▶ Extrait choisi
-*-

Le premier ministre a reçu ces syndicats pendant deux heures avec le ministre de l’agriculture, Marc Fesneau. « Ça s’est bien passé. On continue d’avancer, on a passé en revue tous les dossiers (…). Sur la simplification, c’est encourageant. Maintenant, (…) il faut que tout soit mis en place au moment du salon », a déclaré Arnaud Rousseau, le président de la puissante FNSEA, à sa sortie de Matignon. « Ni défiance ni complaisance », a-t-il résumé un peu plus tard lors d’un point de presse.
« Ce serait malhonnête de notre part de dire que rien ne bouge », a relevé le président des JA, Arnaud Gaillot. Mais « ça mérite encore de maintenir une pression parce que ça a encore du mal à se traduire », a-t-il ajouté en regrettant notamment un nombre insuffisant de réunions avec Bercy. Les deux responsables se sont félicités que Gabriel Attal ait accepté le principe d’un point de suivi mensuel sur les mesures de simplification. Mais « que personne ne pense que parce que les tracteurs sont rentrés, [que] les choses sont réglées », a insisté Arnaud Rousseau.
Les syndicats bientôt reçus par Macron
Emmanuel Macron recevra, lui, la Coordination rurale et la Confédération paysanne mercredi, avant la FNSEA et les JA la semaine prochaine, mardi selon Arnaud Rousseau. Comme avant chaque Salon de l’agriculture, qui s’ouvre le 24 février à Paris, a précisé l’Elysée.
« L’intérêt de cette rencontre avec le premier ministre, c’est de pouvoir faire le point, de travailler à des mesures très concrètes, puisqu’on est à mi-chemin, après l’annonce de mesures d’urgence et [avant] le Salon de l’agriculture, qui aura lieu dans onze jours », avait affirmé Arnaud Rousseau peu avant.

-*-

▶ Enregistrements fournis
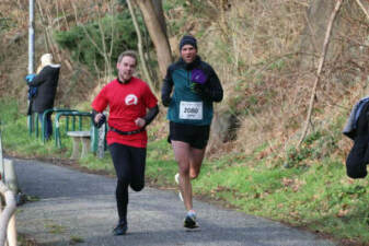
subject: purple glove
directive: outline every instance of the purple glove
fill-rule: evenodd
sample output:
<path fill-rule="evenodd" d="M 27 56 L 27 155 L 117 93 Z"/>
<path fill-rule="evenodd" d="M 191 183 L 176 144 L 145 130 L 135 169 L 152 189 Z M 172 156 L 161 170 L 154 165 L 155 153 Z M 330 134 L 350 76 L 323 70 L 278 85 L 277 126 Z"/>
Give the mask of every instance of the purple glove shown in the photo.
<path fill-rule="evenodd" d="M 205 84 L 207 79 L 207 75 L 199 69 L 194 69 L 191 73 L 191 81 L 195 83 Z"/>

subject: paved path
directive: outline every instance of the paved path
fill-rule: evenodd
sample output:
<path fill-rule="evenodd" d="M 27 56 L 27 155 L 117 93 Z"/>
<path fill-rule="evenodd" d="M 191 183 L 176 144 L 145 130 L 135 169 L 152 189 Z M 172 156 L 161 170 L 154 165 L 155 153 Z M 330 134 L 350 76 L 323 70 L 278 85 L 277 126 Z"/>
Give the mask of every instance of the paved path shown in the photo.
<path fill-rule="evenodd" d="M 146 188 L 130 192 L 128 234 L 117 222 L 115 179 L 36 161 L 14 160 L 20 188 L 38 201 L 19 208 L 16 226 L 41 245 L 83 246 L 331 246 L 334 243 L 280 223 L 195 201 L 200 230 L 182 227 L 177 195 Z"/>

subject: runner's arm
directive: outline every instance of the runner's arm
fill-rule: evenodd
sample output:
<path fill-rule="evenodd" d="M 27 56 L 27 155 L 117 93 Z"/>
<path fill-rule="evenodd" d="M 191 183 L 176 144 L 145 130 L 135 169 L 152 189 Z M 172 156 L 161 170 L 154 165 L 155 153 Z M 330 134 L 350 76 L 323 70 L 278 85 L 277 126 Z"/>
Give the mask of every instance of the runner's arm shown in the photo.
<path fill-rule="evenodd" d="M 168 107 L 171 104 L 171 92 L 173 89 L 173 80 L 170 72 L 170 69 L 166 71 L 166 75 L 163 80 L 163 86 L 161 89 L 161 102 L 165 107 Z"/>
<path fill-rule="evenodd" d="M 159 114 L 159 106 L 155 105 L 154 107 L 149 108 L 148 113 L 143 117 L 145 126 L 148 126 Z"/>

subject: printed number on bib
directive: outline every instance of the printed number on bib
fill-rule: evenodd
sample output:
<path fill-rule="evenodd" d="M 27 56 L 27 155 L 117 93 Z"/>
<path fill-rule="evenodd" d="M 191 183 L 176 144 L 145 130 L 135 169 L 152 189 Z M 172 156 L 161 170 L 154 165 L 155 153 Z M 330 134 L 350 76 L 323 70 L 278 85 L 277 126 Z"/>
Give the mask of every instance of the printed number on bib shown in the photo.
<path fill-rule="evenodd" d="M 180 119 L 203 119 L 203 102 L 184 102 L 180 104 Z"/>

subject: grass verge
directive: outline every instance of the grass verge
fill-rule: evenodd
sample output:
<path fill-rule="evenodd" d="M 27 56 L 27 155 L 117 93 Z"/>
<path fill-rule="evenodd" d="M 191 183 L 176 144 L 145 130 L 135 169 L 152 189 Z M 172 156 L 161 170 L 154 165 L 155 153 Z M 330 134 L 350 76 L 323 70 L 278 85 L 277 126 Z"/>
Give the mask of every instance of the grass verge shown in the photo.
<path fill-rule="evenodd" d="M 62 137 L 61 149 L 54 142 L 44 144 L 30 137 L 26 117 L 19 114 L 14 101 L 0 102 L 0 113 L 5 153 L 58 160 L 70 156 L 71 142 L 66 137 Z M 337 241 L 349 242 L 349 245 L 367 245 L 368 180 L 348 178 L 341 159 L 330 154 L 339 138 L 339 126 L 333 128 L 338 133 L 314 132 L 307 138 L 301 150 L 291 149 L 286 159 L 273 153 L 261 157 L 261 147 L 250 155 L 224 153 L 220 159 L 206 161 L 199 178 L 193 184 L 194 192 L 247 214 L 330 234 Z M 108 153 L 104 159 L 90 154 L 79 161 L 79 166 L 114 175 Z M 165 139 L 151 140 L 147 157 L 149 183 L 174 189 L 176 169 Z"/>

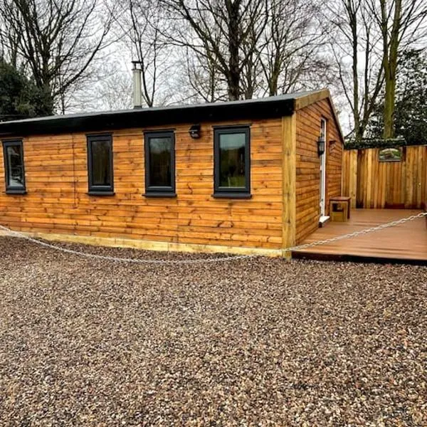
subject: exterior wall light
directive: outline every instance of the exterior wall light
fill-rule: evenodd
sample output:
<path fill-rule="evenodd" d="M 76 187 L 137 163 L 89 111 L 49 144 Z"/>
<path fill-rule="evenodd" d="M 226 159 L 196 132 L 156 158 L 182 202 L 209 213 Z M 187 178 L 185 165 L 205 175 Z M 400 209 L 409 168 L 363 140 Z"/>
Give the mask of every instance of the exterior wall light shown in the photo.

-*-

▶ Petit exercice 1
Répondez aux questions suivantes d'après l'extrait.
(a) Quel ministre de l'agriculture accompagnait le premier ministre lors de la réception des syndicats ?
(b) Quel jour Emmanuel Macron recevra-t-il la Coordination rurale et la Confédération paysanne ?
(c) À quelle date et dans quelle ville s'ouvre le Salon de l'agriculture ?
▶ Petit exercice 2
Recopiez à l'identique le passage des enregistrements qui va de leur début jusqu'à la ligne contenant « 205 84 L 207 », les deux bornes comprises, sans reproduire les images.
L'extrait et les enregistrements sont indépendants les uns des autres.

▶ Réponse attendue 1
(a) Marc Fesneau.
(b) Mercredi.
(c) Le 24 février, à Paris.

▶ Réponse attendue 2
subject: purple glove
directive: outline every instance of the purple glove
fill-rule: evenodd
sample output:
<path fill-rule="evenodd" d="M 27 56 L 27 155 L 117 93 Z"/>
<path fill-rule="evenodd" d="M 191 183 L 176 144 L 145 130 L 135 169 L 152 189 Z M 172 156 L 161 170 L 154 165 L 155 153 Z M 330 134 L 350 76 L 323 70 L 278 85 L 277 126 Z"/>
Give the mask of every instance of the purple glove shown in the photo.
<path fill-rule="evenodd" d="M 205 84 L 207 79 L 207 75 L 199 69 L 194 69 L 191 73 L 191 81 L 195 83 Z"/>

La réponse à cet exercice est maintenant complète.